Could you show all lines in the entries below that contain the string "pool"?

________________________

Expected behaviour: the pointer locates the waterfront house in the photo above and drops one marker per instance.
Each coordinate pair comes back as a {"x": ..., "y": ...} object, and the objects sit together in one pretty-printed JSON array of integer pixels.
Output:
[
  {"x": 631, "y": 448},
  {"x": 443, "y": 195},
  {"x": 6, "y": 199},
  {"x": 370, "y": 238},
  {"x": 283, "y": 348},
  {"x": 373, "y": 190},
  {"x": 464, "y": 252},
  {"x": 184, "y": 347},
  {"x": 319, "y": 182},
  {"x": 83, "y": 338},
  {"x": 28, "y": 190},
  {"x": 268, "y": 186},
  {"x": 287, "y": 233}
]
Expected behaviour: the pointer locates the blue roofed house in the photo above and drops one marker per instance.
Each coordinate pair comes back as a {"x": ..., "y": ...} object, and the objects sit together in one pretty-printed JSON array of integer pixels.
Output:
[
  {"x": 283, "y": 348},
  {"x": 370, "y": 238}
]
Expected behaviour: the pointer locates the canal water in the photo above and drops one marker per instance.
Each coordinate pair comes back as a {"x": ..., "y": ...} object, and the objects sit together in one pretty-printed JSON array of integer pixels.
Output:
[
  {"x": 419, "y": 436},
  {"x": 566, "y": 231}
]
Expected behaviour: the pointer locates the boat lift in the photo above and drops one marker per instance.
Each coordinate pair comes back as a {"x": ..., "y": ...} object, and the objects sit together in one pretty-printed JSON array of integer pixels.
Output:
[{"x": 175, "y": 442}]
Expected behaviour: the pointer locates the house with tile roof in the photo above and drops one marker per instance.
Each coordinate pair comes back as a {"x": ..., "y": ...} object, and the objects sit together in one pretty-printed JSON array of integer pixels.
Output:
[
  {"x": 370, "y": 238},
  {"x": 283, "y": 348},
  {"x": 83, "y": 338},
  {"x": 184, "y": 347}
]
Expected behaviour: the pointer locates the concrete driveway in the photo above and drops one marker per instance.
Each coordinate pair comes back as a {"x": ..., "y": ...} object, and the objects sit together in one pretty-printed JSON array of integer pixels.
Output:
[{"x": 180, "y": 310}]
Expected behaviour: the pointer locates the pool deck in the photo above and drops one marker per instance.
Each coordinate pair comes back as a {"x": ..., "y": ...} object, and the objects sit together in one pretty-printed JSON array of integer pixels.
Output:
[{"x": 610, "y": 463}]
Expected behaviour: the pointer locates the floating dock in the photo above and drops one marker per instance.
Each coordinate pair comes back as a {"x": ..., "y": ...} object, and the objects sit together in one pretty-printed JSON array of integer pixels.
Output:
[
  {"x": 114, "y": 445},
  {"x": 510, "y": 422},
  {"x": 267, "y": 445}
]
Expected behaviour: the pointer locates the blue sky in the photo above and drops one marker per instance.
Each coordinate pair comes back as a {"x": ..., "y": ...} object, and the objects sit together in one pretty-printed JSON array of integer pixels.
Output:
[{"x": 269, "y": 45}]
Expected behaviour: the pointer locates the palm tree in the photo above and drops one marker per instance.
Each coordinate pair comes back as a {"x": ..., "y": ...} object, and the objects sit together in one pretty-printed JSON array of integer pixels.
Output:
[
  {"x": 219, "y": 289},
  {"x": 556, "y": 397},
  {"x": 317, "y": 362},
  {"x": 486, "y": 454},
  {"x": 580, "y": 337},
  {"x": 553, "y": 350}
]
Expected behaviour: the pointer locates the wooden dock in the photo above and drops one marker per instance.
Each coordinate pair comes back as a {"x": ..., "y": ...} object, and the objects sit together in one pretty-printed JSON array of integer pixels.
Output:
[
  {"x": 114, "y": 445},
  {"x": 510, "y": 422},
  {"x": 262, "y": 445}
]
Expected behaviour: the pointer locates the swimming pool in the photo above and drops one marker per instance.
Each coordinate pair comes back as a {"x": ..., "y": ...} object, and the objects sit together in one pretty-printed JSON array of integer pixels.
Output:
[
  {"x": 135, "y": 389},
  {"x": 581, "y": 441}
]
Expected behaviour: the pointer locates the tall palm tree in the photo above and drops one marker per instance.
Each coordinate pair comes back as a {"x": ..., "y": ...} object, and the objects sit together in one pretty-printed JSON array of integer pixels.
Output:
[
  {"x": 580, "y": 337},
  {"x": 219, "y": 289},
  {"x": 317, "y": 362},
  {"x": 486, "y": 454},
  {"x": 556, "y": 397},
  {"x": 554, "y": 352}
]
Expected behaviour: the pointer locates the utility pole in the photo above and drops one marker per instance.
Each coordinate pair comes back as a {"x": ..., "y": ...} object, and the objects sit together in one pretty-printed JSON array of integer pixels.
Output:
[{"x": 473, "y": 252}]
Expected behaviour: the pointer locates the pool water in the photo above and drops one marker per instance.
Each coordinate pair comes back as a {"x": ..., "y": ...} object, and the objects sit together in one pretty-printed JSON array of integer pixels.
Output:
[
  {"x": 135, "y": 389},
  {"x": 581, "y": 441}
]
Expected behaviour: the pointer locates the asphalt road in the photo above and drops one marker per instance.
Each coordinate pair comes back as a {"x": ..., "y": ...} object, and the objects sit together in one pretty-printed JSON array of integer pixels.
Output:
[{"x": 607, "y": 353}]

________________________

◆ **Answer below**:
Expected behaviour: the pointer locates the pool deck in the photo above and drops one marker per instance.
Expected behaviour: the pointer locates the swimming pool in the photo above and drops one marker per instance.
Expected behaviour: the pointer locates the pool water in the photo above and drops one marker per instance.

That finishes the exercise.